■ **Exercise details**
All of the entries must be reproduced exactly, with no images carried over.

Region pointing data
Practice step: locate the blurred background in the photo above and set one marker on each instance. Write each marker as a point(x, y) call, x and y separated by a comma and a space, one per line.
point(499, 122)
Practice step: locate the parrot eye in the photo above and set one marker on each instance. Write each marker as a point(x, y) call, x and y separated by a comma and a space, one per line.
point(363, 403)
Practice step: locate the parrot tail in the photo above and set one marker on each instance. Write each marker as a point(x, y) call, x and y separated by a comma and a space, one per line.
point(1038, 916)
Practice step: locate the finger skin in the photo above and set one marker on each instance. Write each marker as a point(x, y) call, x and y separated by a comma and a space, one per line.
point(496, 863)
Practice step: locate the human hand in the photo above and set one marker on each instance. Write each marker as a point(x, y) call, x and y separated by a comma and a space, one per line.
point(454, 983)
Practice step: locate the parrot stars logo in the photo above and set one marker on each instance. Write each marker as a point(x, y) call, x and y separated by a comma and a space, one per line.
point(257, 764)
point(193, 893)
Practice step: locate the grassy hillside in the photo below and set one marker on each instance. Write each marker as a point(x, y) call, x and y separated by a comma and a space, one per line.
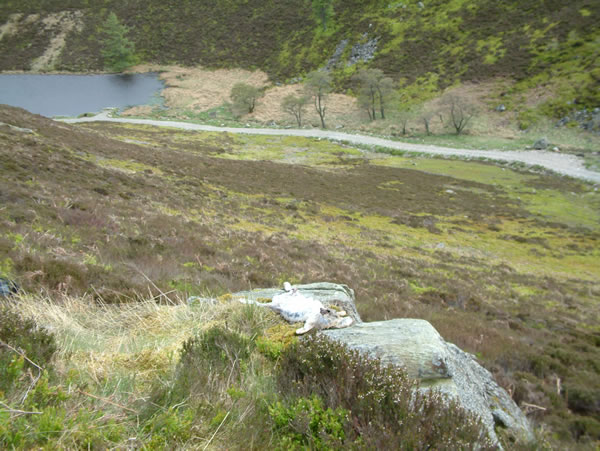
point(543, 44)
point(502, 262)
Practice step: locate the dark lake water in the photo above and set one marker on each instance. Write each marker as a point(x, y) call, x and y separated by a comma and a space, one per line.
point(71, 95)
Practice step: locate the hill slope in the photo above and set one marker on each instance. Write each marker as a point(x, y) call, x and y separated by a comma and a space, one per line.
point(430, 44)
point(117, 210)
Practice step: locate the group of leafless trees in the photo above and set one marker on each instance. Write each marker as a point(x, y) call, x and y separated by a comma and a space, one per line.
point(375, 93)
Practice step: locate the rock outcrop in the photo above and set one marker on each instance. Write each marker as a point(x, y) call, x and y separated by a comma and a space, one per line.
point(330, 294)
point(416, 346)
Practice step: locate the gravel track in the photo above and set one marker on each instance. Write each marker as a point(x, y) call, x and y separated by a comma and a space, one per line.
point(565, 164)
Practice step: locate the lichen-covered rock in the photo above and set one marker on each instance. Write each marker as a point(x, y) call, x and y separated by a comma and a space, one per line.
point(330, 294)
point(417, 347)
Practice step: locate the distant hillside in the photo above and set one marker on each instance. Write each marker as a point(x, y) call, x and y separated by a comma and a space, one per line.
point(431, 44)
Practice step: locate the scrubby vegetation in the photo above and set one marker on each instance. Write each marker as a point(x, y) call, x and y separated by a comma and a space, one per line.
point(195, 376)
point(111, 213)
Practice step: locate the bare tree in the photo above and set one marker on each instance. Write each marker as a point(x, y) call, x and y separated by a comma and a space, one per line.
point(318, 85)
point(295, 106)
point(461, 112)
point(426, 116)
point(405, 115)
point(375, 91)
point(244, 97)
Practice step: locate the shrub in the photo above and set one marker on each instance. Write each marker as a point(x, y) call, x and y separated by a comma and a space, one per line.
point(209, 363)
point(385, 408)
point(306, 423)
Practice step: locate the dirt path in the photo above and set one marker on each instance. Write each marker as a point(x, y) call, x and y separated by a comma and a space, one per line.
point(561, 163)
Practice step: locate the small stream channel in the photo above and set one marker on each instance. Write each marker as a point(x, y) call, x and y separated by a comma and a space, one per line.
point(72, 95)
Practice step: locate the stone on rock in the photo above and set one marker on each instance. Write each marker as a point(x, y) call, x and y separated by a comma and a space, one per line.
point(328, 293)
point(8, 287)
point(541, 144)
point(417, 347)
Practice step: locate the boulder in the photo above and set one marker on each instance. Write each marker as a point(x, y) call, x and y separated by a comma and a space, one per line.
point(417, 347)
point(328, 293)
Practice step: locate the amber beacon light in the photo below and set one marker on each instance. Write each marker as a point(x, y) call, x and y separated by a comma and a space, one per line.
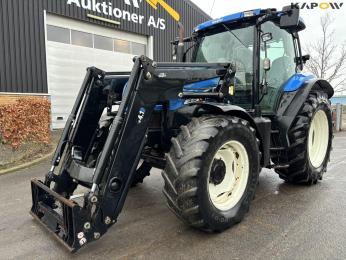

■ **Answer for the task**
Practice step: locate the blurred background in the photo above and set one marker on each instance. Write each marker as a point(x, y) call, x and y separated by a comma and a space, one per line.
point(499, 122)
Practice step: locate the parrot eye in the photo above and set one marker on each instance. Write each marker as a point(x, y) call, x and y separated by a comma and a space, one per line.
point(363, 403)
Practice step: locate the parrot tail in the photo above and set one marker on each instance. Write each marker as a point(x, y) call, x and y separated by a comma and a space, one per line.
point(1038, 916)
Practice step: locate the finger skin in the photo above and set one marker on each instance. Write each marker as a point(x, y) call, x and y separated by a comma and a space, one per line.
point(496, 863)
Practice step: locate the human hand in the photo above and set one marker on each instance. Write each marker as a point(x, y) call, x and y separated by a comma and a space, one per line.
point(454, 983)
Practice step: locate the parrot stars logo in the photo above and set one marker on each instance. Write each marker as a point(x, y) call, x and y separated by a comma and a space, one per line.
point(257, 764)
point(193, 893)
Practice step: locate the grassy hillside in the photo below and set one marker on each instance. Write each marker as a point(x, y) call, x and y separated by a comma and a space, one per line.
point(543, 44)
point(502, 262)
Practice step: locate the dark lake water in the photo above and set one marker on each instance. Write each marker as a point(x, y) call, x and y separated by a comma and a space, one per line.
point(71, 95)
Practice step: locate the hill slope in the photo above and set one marker on each instance. Write each marker as a point(x, y) call, x and y separated by a comma and a space, one per line.
point(430, 44)
point(117, 210)
Practice step: locate the group of leafless trees in the photo above and set one marker on each instance. Write each marker as a point(x, y) call, x and y separated by a comma and a space, one per line.
point(375, 93)
Practice step: locate the rock outcrop in the photo above and set one marker on each instance. Write each marker as a point(x, y) call, x and y separated by a comma and a space, one per line.
point(330, 294)
point(416, 346)
Practice step: locate the gravel track in the photo above and set one marker on each instance. Write each marker as a point(x, y) call, x and y separated by a comma and a space, one per line.
point(565, 164)
Practice step: locate the lichen-covered rock in the photo above and set one marker on each instance. Write each marker as a point(x, y) call, x and y separated by a comma and a space, one per line.
point(330, 294)
point(417, 347)
Practice step: locate the distant hillside in the photo above and set one marker on each instance. Write each marker as a point(x, y) call, x and y separated by a comma and a space, one per line.
point(431, 44)
Practice step: locate the scrubby vegetation in the photo above and set one marker on each instance. Write each marker as a point(x, y) call, x and y separated by a comma and a space, one per line.
point(195, 376)
point(111, 213)
Practice step: locate the bare tree in the photo above and set one marker on each instance. Write each marker as a point(x, y) call, x and y separated by a comma and a space, one per line.
point(318, 85)
point(295, 106)
point(461, 112)
point(426, 116)
point(405, 115)
point(375, 91)
point(244, 97)
Practice step: locate the shrub in the photo above and set one marker on each instance. Write each marker as a point(x, y) call, x and y separated by a comma and a space, one per line.
point(209, 363)
point(385, 408)
point(306, 423)
Practice step: locate the dirt path in the photo above and set one marker on each instance. Write each marker as a point(x, y) call, x and y separated by a comma and a space, one per line.
point(561, 163)
Practice step: locate the small stream channel in the photo above and set one marker on each instance. Write each marker as a point(x, y) call, x and y separated by a comma and a space, one per line.
point(72, 95)
Practice step: locate the stone on rock in the photo above and set one marker on each instance. Write each marker as a point(x, y) call, x and y separated by a comma and a space, one per line.
point(328, 293)
point(8, 287)
point(541, 144)
point(417, 347)
Practice step: locate the boulder in the photo above and set one marker on each instance. Write each marker as a point(x, y) call, x and y separated by a comma and a space, one per line.
point(417, 347)
point(328, 293)
Practice step: locate the amber beacon light in the photo below and set one marker on each instance. Write each marker as a point(x, y) call, x and y separated by a comma and a space, one per line.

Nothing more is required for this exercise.